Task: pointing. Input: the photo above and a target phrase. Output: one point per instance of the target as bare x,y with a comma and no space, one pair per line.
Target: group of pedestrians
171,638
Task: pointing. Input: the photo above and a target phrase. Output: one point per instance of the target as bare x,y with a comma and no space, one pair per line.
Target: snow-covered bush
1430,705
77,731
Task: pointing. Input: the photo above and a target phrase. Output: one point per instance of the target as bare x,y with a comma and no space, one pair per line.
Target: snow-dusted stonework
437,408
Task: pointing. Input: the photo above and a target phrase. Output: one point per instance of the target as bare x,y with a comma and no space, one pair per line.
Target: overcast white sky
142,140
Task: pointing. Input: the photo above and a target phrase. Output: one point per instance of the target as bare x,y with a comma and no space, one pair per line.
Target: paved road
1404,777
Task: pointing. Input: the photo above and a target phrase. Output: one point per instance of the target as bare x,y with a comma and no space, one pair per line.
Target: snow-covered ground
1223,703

* * *

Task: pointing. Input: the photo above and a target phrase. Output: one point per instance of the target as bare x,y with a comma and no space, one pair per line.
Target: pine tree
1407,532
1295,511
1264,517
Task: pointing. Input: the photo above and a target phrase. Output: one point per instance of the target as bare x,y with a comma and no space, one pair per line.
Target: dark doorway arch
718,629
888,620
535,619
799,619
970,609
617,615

= Task goal =
In the data above, how many lines contain the string "snow"? Matching is case-sensitive. Reply with only the number.

= Response =
3